Work to be completed: Count the lines in the entries below that contain the string "tree", and reply with that number alone.

Extracted information:
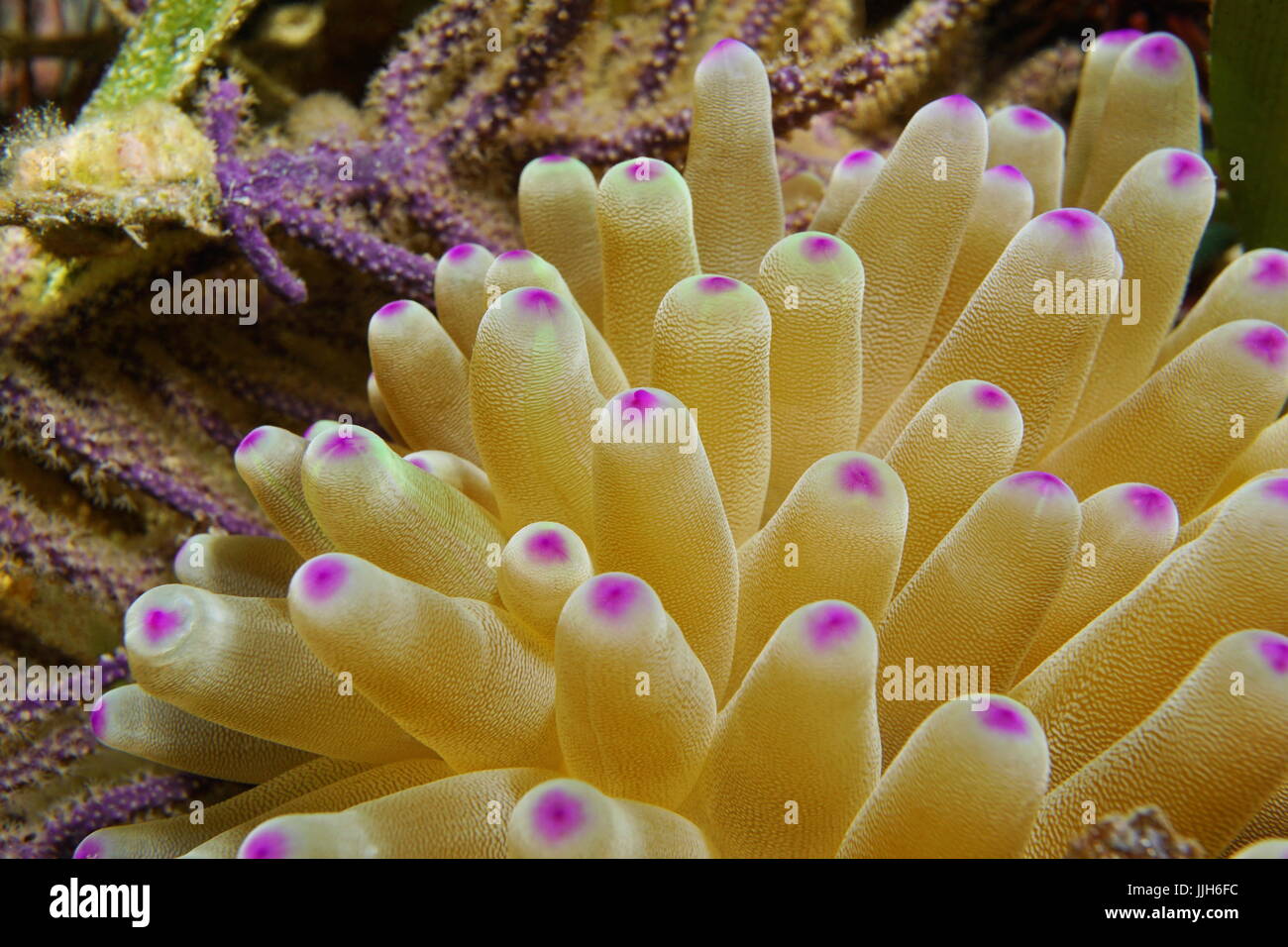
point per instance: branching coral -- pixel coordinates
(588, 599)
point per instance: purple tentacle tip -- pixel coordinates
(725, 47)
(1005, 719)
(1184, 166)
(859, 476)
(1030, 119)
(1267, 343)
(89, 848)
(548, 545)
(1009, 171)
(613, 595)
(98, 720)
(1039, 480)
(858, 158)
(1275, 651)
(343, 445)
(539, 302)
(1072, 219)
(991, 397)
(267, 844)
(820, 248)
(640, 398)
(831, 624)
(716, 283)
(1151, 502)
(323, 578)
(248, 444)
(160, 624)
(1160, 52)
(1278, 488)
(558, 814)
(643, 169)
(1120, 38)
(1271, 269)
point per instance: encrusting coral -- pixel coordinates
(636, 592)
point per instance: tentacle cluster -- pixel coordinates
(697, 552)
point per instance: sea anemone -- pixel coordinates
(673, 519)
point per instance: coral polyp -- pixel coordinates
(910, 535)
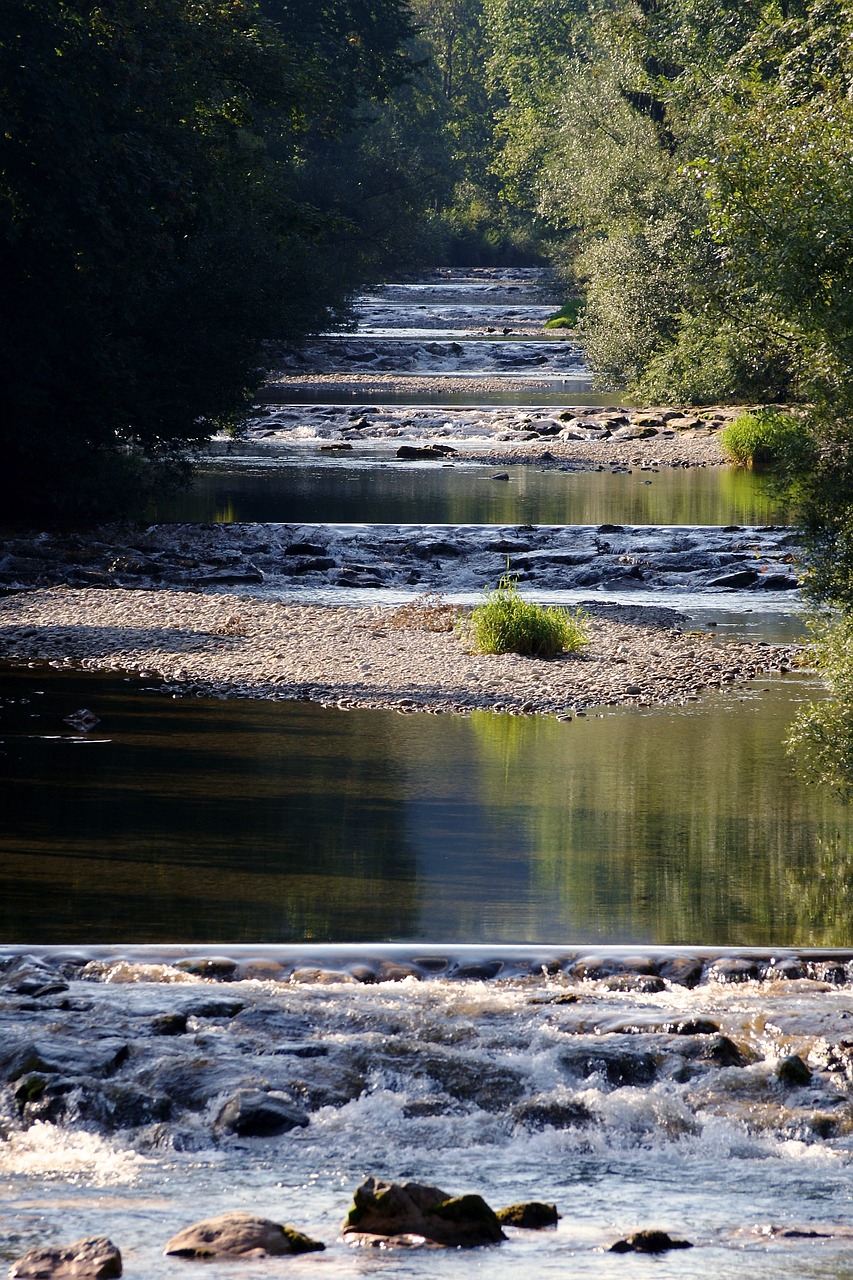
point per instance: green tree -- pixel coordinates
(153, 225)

--

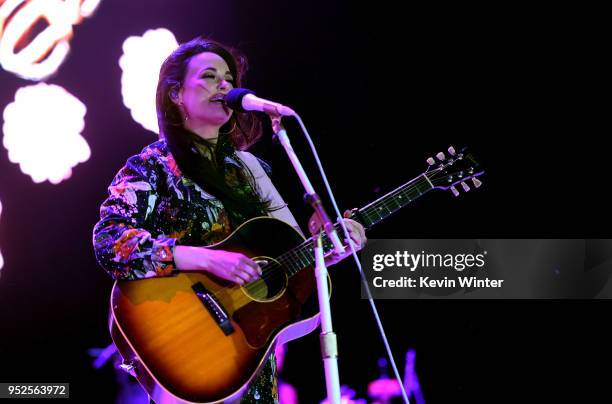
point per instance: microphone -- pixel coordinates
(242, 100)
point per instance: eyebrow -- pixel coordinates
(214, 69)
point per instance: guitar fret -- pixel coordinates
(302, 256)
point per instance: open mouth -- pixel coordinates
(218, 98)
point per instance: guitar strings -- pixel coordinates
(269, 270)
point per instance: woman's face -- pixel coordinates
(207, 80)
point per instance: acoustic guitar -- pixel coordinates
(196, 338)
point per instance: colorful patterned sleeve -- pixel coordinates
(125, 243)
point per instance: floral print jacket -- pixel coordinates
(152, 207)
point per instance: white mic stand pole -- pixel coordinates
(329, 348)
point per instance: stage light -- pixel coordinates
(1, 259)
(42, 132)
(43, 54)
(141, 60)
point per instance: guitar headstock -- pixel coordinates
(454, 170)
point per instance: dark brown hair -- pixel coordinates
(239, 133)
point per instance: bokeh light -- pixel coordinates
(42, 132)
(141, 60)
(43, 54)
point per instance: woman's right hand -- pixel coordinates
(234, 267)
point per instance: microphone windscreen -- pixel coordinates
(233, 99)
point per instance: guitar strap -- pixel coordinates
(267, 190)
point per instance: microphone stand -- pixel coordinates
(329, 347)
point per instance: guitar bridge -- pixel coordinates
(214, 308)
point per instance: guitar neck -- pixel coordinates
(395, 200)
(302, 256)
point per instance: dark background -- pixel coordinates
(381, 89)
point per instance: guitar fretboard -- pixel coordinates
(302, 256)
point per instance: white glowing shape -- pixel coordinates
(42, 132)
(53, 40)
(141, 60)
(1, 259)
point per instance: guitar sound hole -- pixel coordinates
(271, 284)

--

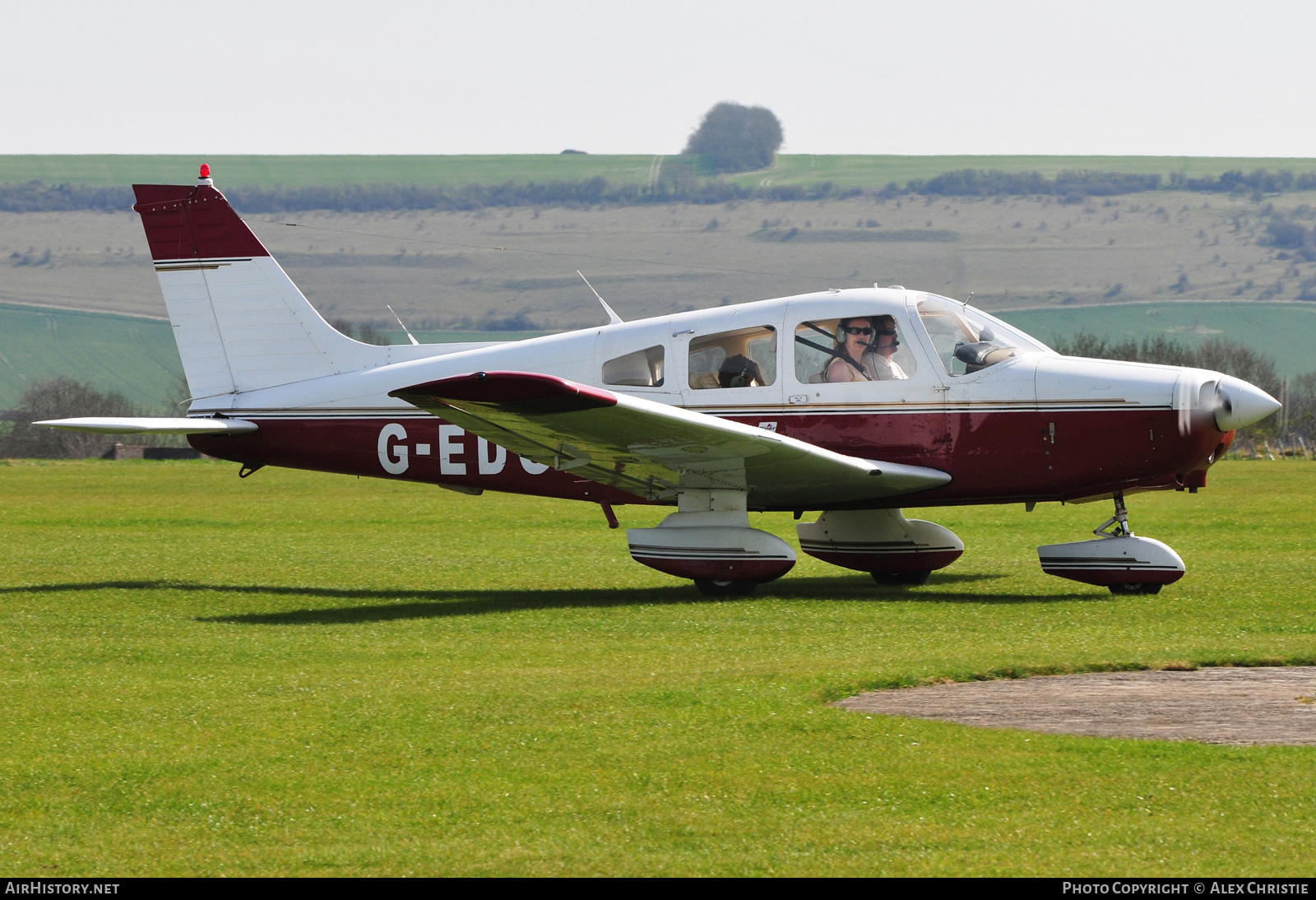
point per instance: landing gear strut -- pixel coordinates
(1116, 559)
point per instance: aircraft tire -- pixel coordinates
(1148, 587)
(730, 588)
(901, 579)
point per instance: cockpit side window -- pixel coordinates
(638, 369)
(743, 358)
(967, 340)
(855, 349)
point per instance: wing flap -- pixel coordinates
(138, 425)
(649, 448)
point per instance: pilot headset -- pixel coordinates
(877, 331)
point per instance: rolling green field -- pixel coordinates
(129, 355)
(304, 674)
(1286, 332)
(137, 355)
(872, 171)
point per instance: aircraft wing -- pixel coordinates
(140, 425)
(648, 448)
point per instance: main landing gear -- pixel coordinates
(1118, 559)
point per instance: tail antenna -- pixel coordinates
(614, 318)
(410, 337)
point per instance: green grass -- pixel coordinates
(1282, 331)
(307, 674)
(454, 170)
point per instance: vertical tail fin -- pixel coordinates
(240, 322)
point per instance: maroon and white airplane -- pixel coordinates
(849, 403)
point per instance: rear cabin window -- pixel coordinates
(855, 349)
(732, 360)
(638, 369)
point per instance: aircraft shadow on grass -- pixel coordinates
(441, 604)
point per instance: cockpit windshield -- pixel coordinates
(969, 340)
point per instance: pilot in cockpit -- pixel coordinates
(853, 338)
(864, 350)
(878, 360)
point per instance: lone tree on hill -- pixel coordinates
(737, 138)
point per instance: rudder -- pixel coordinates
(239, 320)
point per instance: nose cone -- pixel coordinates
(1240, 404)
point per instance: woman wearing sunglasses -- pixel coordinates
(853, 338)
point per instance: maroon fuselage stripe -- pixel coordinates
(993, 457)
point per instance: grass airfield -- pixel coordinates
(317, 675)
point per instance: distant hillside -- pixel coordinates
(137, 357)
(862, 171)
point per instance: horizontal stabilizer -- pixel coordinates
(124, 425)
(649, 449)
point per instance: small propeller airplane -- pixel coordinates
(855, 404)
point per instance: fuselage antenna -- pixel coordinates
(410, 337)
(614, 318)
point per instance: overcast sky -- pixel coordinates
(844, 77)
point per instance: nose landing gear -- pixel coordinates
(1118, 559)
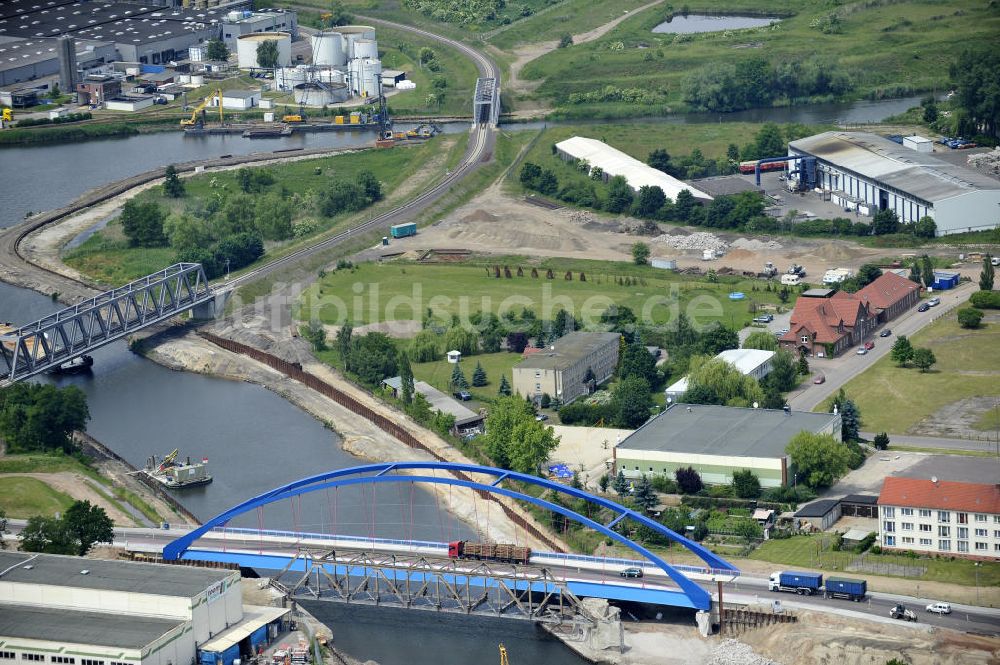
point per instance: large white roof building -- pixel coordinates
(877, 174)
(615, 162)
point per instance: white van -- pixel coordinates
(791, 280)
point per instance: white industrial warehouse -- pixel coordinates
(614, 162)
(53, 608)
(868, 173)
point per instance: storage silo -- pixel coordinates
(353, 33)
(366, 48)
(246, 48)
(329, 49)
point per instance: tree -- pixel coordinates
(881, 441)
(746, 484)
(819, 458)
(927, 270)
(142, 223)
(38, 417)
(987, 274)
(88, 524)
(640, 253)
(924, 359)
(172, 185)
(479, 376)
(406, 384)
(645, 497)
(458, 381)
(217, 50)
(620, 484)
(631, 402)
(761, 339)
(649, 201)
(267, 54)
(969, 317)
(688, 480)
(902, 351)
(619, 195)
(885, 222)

Exercise solution: 3